Referring expression pointing data:
-- -- --
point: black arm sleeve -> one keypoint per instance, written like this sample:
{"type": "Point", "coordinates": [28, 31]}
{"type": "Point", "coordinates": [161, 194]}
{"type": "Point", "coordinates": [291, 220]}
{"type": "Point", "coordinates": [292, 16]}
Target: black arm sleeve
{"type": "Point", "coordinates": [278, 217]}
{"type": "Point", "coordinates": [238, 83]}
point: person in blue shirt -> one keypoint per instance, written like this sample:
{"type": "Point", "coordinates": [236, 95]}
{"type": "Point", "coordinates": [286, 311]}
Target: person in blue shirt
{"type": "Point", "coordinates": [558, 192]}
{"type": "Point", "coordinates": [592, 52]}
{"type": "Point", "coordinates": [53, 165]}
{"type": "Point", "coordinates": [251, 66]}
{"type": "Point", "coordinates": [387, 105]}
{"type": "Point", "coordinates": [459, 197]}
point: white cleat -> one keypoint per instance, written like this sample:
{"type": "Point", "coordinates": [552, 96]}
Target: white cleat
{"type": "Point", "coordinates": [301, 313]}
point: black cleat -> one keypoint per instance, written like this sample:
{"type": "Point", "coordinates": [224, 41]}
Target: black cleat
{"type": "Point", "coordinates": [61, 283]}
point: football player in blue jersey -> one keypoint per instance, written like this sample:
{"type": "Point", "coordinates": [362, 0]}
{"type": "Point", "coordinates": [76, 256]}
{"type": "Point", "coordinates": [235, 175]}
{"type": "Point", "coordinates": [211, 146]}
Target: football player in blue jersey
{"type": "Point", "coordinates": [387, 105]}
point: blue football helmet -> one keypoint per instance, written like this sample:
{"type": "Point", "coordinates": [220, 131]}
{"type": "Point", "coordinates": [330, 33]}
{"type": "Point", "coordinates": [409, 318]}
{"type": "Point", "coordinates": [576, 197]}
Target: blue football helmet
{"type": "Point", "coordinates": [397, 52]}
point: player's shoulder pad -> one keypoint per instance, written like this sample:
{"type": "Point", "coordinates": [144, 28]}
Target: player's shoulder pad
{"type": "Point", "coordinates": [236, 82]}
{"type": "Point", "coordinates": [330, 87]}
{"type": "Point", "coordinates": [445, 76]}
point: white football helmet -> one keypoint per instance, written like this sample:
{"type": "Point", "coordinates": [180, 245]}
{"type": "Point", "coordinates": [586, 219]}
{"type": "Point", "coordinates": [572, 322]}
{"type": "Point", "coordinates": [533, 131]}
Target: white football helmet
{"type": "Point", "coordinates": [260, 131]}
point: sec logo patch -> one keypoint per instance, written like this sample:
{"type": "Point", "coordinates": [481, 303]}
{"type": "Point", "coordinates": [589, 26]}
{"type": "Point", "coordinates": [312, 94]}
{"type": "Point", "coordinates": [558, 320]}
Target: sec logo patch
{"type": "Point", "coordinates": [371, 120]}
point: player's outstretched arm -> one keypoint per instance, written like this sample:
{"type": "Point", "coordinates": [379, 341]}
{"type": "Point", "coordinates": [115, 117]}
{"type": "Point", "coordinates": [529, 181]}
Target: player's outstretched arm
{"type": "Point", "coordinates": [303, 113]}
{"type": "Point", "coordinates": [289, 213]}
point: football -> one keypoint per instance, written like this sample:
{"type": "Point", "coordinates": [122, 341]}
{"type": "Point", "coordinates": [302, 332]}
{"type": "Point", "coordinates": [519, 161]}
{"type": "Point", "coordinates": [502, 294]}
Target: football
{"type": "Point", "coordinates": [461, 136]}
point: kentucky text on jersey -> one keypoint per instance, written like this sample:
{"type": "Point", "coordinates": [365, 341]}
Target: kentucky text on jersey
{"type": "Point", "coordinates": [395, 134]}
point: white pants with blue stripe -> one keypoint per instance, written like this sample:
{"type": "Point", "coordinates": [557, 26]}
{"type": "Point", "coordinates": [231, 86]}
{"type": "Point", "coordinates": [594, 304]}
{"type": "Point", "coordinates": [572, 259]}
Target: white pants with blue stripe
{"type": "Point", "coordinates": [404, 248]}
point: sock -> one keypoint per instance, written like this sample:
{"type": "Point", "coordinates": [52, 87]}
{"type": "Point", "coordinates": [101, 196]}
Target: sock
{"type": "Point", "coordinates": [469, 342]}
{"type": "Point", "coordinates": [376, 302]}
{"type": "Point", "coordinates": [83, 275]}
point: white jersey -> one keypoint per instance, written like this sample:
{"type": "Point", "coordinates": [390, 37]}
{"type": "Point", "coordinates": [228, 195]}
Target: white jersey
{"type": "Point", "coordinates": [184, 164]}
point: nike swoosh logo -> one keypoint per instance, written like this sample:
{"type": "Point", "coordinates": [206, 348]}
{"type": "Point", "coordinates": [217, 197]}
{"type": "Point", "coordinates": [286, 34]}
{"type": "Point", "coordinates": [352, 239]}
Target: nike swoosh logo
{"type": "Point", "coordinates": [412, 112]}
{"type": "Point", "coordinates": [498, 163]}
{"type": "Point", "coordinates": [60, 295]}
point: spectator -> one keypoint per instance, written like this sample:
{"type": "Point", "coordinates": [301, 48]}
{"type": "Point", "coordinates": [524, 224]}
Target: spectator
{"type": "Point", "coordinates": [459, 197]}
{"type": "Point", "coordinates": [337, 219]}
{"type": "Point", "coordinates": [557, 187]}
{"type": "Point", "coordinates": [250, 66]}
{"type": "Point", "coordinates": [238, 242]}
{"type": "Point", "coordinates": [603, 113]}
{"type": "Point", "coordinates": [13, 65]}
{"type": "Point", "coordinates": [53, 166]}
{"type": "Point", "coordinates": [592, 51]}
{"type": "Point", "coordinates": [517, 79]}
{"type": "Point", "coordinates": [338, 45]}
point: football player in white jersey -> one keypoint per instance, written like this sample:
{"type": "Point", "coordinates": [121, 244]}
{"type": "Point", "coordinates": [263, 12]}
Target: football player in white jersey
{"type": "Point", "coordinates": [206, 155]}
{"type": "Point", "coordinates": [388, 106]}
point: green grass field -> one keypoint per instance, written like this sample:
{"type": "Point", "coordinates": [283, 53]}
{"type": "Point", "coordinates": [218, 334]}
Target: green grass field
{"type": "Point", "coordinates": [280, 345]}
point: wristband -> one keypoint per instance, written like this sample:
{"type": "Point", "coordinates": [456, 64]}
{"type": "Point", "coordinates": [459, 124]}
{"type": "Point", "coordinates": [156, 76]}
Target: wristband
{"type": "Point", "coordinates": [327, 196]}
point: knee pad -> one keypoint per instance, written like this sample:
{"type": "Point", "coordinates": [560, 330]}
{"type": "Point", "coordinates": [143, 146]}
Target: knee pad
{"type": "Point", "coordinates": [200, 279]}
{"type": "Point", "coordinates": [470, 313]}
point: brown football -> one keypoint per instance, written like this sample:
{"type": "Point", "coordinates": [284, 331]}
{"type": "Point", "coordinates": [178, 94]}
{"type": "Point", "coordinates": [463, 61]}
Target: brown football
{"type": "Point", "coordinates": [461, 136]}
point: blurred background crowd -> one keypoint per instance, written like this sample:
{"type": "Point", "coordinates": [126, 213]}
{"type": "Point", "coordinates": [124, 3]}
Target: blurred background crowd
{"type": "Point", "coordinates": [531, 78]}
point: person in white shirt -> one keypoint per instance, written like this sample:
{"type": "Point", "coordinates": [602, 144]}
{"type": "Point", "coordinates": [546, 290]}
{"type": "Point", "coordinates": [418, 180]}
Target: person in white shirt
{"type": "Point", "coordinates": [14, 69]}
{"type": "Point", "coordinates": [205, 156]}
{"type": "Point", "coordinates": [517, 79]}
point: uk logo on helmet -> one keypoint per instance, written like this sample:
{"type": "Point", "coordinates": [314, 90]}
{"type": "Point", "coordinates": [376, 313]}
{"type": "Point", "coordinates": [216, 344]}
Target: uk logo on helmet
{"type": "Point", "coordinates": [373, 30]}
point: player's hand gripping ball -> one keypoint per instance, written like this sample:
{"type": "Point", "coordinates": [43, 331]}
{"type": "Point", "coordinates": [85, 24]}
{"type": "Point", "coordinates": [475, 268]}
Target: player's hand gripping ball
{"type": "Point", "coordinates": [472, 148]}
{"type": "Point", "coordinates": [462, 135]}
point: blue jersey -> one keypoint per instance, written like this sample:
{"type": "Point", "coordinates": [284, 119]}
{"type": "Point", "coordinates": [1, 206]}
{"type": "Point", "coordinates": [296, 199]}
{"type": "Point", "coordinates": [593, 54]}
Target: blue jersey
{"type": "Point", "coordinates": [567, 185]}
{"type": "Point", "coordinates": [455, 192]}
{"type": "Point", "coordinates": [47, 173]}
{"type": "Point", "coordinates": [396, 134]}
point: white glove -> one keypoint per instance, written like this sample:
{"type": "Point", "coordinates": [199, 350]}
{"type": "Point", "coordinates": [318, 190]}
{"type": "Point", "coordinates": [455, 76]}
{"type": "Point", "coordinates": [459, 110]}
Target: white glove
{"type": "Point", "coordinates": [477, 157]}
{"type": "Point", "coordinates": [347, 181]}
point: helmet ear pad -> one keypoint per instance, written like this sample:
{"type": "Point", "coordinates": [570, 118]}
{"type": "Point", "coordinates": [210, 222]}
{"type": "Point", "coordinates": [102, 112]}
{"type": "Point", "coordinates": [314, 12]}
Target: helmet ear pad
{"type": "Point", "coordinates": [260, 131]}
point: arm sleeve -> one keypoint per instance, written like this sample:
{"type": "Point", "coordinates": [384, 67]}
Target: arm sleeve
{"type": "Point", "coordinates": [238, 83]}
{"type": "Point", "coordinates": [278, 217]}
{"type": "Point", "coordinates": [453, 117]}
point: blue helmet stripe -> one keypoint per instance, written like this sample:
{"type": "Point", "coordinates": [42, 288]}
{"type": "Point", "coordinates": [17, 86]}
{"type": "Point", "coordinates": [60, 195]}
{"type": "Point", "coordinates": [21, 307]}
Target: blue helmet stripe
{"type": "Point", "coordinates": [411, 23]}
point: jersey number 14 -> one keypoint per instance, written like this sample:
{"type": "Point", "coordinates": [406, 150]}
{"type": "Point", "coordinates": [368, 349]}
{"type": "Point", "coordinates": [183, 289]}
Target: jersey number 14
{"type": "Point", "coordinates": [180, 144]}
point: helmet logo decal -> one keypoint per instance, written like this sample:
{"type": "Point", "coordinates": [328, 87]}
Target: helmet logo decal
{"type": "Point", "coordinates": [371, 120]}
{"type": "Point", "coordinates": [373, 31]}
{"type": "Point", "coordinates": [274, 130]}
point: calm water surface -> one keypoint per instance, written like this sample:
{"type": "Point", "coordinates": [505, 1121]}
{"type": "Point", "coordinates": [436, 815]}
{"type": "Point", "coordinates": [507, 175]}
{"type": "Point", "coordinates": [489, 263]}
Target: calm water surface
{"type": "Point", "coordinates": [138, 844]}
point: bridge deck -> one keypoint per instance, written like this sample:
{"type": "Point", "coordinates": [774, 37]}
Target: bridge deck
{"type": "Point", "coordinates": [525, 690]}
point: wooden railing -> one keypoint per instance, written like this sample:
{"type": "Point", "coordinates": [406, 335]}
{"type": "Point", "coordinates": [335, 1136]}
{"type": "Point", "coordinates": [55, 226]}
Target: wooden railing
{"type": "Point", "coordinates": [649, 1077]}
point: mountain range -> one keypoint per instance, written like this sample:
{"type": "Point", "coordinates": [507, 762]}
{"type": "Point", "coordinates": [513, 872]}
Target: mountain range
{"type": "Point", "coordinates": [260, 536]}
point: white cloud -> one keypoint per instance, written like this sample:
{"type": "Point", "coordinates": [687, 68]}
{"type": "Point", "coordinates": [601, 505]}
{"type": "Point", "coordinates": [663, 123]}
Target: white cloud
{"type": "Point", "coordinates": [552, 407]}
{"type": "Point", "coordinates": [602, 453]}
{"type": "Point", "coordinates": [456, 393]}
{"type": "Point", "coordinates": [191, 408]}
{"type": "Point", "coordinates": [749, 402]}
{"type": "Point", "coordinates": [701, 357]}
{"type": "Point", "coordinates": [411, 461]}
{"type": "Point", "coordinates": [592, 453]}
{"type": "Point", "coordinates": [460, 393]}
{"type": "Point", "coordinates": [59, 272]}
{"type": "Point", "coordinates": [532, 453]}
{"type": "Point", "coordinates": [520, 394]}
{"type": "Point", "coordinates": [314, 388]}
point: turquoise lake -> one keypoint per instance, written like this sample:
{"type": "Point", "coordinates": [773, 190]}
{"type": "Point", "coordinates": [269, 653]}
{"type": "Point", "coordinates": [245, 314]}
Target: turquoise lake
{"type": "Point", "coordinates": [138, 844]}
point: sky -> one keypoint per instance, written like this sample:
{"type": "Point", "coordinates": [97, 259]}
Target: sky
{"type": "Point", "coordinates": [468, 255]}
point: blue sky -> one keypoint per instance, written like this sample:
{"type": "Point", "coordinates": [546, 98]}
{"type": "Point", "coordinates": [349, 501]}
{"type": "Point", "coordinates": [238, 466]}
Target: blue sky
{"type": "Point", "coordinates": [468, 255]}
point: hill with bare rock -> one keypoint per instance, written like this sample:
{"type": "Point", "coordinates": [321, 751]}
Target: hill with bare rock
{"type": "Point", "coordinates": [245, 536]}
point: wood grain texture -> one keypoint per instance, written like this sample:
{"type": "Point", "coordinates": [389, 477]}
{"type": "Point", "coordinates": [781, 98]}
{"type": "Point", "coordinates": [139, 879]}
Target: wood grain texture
-- -- --
### Problem
For the entries above, give only the number of lines that contain the word "grain".

### Exercise response
2